_GIVEN EXERCISE A_: How would you translate this sentence from the forum thread on H0 and OO scale into Spanish: "I have H0 prototypes from Mehano, but I have decided to get Hornby which are OO."

---------- TEXT EXTRACT

# H0 Scale vs OO Scale.



## Guest (Jan 26, 2010)

Can anyone who has both the scale locomotives or bogies take a picture with the two scale prototypes side by side. I have H0 prototypes from Mehano, but I have decided to get Hornby which are OO. Just want to see if it looks very different. Thanks a ton!


----------



## Boston&Maine (Dec 19, 2007)

Welcome to the forum! Honestly, I have never heard anyone here mention that they model OO scale... Most are from the US and the scale is very uncommon here... Now, HO scale is 1:87 and OO scale is 1:76.2 (slightly bigger), yet they run on the same track... To give yourself an idea, you could always measure one of your HO locomotives and multiply the numbers by (87/76.2) to give you its OO measurements... For reference, 1 cm in HO is roughly 1.14 cm in OO...


----------



## Guest (Jan 26, 2010)

Thank you. Well thanks for the conversion ratio. Will leave the rest to imagination hehe


----------



## Boston&Maine (Dec 19, 2007)

I just managed to find a picture online, although it is not very good... The left is Hornby OO and the right is IHC HO, according to the poster of the image...


----------



## Guest (Jan 26, 2010)

Thanks a ton. I was afraid of this. The puny Thomas looks bigger that the right steam.


----------

--------------------
---------- DATA SUPPLIED

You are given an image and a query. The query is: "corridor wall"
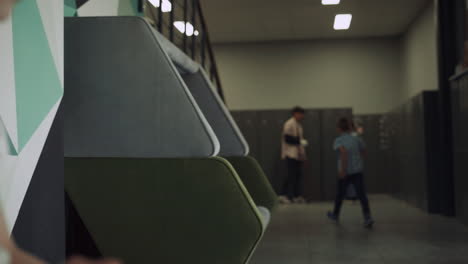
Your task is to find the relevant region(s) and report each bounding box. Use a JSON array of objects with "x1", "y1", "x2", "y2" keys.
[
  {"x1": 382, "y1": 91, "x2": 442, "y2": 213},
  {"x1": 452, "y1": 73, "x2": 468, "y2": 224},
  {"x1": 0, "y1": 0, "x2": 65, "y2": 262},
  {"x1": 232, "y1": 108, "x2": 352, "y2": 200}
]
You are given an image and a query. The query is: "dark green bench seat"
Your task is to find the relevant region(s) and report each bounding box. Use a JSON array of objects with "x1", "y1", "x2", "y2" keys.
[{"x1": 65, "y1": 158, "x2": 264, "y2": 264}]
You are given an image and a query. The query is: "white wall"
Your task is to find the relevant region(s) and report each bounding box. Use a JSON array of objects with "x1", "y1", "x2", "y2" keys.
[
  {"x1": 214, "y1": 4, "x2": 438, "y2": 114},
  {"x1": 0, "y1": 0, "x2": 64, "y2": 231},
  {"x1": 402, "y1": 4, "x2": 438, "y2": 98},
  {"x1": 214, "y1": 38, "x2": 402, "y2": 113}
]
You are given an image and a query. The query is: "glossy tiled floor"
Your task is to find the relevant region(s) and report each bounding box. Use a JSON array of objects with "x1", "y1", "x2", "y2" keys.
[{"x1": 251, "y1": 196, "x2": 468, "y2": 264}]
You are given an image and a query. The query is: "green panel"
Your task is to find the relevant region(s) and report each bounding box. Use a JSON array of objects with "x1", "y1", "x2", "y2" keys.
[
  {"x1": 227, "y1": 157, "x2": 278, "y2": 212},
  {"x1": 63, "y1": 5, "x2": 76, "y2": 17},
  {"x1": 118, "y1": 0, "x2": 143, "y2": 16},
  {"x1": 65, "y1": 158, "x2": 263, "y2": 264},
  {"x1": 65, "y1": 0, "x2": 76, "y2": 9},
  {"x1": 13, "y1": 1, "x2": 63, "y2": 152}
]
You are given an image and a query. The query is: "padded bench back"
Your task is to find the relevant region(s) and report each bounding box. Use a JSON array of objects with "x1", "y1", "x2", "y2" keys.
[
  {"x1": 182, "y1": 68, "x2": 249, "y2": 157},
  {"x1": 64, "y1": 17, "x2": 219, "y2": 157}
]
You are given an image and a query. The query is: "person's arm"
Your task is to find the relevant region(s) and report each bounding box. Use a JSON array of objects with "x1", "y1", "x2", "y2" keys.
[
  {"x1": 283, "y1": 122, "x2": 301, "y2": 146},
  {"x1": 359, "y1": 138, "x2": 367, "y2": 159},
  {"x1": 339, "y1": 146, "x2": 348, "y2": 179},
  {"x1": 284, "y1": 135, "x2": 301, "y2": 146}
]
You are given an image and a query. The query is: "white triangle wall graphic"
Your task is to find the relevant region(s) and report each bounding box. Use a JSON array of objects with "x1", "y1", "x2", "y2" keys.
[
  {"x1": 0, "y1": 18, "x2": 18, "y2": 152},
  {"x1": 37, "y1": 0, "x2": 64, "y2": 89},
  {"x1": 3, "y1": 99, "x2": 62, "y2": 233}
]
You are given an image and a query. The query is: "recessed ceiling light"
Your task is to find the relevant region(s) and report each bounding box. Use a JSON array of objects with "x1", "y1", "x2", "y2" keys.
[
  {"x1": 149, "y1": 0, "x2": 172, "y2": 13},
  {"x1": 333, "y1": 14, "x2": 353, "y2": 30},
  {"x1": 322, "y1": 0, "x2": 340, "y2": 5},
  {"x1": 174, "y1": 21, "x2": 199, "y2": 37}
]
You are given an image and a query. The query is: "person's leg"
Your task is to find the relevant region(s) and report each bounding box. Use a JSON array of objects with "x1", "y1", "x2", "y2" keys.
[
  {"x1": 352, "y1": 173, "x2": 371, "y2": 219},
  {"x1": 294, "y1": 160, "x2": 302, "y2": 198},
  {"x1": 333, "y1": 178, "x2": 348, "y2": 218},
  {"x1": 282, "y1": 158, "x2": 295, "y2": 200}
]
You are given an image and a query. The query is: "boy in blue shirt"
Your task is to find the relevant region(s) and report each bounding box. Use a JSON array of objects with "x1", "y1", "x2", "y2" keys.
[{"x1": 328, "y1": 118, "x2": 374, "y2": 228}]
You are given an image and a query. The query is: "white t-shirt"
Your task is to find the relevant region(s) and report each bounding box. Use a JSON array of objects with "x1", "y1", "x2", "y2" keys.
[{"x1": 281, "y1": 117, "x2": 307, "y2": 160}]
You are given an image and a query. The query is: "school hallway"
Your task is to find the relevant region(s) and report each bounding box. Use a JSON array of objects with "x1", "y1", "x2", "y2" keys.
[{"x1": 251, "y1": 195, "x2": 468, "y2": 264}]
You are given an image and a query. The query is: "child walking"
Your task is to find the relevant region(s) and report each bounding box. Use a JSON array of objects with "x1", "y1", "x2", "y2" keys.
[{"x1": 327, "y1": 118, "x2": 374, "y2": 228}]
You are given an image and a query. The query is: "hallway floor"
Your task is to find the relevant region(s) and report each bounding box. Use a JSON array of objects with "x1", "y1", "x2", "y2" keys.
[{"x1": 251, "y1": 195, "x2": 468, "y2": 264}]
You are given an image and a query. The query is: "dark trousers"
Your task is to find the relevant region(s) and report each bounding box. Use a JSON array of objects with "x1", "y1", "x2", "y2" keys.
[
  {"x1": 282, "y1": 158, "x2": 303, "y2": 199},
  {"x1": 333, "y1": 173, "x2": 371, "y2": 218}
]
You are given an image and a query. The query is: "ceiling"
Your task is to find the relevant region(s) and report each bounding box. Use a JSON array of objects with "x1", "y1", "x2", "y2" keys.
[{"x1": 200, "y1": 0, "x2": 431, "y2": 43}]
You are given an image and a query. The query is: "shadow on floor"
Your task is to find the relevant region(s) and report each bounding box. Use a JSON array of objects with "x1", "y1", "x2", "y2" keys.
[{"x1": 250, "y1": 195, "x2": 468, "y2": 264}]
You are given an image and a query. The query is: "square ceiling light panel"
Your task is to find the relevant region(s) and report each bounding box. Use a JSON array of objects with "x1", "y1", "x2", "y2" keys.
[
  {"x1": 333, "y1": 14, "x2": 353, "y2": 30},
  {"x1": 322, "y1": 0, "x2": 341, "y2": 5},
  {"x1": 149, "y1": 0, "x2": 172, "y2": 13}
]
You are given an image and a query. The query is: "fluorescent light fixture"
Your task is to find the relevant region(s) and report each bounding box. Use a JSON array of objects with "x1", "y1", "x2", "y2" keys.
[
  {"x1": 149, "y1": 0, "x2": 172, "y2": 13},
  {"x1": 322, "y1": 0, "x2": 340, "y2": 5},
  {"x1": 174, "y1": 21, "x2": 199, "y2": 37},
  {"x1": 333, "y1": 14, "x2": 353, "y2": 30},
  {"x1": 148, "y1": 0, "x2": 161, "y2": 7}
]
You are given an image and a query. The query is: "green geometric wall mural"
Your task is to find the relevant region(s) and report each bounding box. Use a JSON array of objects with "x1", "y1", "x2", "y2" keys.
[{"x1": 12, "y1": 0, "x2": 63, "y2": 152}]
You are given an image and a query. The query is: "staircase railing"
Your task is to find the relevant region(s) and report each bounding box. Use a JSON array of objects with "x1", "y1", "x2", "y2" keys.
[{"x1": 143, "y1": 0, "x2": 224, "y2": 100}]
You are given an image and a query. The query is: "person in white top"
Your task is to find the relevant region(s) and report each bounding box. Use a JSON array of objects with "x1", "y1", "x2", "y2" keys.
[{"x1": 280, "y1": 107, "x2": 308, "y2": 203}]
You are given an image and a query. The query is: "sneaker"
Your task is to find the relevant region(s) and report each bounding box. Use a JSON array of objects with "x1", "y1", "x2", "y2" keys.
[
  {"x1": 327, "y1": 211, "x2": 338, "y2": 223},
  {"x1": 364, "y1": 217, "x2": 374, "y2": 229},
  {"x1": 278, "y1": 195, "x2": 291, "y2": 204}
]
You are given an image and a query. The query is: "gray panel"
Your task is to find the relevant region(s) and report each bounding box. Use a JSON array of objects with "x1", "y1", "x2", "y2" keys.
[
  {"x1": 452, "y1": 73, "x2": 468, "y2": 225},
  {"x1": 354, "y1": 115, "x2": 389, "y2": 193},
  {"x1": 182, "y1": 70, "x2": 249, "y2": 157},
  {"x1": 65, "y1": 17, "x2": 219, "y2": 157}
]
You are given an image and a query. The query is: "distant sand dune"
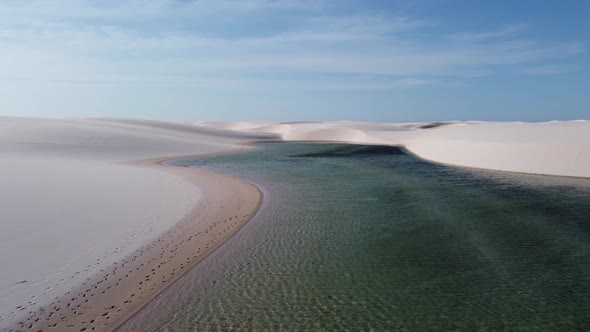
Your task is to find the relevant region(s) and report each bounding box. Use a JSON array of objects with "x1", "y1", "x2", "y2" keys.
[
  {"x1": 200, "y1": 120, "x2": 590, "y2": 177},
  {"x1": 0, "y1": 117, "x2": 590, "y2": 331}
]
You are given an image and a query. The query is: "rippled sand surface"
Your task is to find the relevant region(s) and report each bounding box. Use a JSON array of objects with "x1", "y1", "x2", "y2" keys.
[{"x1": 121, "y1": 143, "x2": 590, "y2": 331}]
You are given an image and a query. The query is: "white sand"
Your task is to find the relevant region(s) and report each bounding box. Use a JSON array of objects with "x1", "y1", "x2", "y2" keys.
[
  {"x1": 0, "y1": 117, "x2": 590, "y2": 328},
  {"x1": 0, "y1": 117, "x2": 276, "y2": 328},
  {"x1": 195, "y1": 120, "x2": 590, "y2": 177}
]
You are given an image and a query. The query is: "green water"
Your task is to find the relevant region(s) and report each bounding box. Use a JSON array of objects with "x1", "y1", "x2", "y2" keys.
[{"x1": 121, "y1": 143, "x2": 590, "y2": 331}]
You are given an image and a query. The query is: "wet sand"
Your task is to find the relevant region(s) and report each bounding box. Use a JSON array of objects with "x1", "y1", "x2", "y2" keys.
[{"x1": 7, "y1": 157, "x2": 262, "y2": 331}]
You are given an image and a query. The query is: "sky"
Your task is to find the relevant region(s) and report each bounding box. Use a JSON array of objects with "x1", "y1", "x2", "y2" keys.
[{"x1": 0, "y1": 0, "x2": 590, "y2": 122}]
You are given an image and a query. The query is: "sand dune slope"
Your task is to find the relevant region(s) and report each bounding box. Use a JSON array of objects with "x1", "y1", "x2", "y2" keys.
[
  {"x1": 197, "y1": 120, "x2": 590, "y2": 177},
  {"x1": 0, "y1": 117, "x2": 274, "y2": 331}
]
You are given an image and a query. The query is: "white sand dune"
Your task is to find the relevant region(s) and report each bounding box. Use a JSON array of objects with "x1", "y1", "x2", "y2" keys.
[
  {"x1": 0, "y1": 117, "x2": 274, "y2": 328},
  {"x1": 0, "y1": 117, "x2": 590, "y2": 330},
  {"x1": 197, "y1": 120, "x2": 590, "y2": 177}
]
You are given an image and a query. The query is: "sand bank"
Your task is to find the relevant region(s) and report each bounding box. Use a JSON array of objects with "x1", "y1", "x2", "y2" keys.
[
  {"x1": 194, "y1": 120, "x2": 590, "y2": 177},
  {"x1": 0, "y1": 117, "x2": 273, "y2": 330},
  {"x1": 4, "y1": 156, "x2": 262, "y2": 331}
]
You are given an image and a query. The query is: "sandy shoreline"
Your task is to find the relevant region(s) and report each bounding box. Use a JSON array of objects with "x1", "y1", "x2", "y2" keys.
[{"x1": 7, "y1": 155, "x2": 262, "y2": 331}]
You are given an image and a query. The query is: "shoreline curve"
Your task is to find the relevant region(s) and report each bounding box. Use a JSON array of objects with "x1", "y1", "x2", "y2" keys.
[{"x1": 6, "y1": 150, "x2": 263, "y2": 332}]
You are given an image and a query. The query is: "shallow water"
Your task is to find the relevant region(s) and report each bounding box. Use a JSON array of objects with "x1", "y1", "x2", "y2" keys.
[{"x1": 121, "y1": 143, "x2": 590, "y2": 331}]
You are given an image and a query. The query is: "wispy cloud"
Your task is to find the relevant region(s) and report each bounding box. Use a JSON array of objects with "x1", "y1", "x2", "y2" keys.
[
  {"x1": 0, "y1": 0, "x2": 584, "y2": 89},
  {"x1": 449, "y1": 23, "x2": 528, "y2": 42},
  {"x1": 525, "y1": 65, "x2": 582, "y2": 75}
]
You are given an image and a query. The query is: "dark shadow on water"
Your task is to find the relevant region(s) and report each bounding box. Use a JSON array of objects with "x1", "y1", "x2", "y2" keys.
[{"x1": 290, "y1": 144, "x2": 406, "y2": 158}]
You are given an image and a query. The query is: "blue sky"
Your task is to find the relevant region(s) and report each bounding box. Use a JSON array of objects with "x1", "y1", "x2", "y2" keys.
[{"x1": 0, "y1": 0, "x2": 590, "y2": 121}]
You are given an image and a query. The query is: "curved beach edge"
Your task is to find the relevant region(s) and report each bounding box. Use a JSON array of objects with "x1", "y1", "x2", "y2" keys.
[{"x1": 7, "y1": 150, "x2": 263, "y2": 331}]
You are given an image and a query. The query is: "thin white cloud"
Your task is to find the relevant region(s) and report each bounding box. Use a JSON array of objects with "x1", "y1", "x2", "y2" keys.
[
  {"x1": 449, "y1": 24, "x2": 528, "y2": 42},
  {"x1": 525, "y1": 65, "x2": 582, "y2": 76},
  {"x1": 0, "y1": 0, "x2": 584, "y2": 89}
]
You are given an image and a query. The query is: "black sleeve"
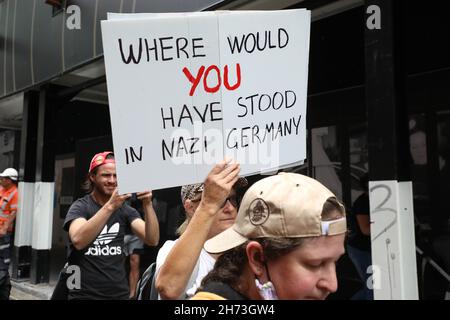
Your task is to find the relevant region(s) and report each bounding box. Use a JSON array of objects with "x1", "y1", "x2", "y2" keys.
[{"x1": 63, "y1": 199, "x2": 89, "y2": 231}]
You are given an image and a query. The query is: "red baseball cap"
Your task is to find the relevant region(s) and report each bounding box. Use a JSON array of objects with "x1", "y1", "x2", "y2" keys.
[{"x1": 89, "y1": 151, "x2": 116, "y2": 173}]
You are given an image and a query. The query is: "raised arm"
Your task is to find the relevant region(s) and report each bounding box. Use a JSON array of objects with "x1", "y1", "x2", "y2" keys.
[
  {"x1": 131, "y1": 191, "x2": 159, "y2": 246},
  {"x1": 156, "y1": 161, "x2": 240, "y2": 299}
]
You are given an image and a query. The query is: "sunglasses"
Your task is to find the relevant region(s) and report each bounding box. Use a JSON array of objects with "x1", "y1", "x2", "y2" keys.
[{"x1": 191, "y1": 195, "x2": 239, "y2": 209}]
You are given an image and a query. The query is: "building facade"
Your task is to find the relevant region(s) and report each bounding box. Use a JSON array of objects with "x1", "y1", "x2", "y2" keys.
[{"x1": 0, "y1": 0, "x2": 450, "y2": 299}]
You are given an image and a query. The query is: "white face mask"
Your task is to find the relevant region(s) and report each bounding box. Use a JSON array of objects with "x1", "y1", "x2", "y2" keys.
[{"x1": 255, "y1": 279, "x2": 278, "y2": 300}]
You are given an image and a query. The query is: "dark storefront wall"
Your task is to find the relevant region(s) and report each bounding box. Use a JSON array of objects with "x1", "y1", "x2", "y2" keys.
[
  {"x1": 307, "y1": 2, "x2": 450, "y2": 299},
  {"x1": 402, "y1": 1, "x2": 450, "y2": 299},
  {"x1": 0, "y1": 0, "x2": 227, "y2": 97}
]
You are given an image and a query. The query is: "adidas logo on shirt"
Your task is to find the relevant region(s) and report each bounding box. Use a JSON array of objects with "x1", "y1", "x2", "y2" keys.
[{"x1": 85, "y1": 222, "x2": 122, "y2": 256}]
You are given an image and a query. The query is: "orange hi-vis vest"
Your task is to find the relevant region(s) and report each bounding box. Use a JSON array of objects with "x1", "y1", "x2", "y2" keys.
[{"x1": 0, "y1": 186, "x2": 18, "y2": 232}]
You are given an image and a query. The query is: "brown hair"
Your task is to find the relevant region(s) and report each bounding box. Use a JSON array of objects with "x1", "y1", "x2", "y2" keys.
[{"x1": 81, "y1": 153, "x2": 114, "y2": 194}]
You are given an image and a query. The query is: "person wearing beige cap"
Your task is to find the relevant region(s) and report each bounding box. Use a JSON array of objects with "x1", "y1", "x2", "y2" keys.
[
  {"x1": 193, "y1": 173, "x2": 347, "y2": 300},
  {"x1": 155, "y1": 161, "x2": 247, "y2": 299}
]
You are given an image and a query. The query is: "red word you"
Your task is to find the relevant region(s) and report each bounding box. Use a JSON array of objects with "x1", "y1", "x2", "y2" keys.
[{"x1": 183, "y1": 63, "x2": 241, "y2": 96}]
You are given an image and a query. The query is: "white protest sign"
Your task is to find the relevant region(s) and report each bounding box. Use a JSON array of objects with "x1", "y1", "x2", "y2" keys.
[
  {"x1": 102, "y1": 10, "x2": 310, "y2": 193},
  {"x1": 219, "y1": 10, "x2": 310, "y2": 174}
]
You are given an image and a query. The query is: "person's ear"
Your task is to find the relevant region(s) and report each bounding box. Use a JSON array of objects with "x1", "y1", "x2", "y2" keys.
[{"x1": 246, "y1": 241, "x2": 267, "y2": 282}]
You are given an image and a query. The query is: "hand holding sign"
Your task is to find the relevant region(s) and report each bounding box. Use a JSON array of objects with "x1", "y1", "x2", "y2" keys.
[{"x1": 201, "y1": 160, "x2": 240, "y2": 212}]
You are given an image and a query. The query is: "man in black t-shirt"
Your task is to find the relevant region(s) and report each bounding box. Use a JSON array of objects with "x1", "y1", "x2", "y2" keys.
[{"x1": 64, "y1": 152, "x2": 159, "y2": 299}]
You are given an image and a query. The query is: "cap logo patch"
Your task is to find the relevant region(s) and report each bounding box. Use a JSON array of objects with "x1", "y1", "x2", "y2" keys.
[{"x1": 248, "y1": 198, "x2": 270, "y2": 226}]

--------------------

_GIVEN EXERCISE B_: Which lines of the entries contain the word "light"? Pull out each of them.

_FULL SOLUTION A_: Tengo prototipos H0 de Mehano, pero he decidido comprar Hornby, que son OO.

_FULL SOLUTION B_:
You are given an image and a query. The query is: "recessed ceiling light"
You are given an image and a query. The query is: "square ceiling light panel"
You are given an image and a query. The query is: "fluorescent light fixture"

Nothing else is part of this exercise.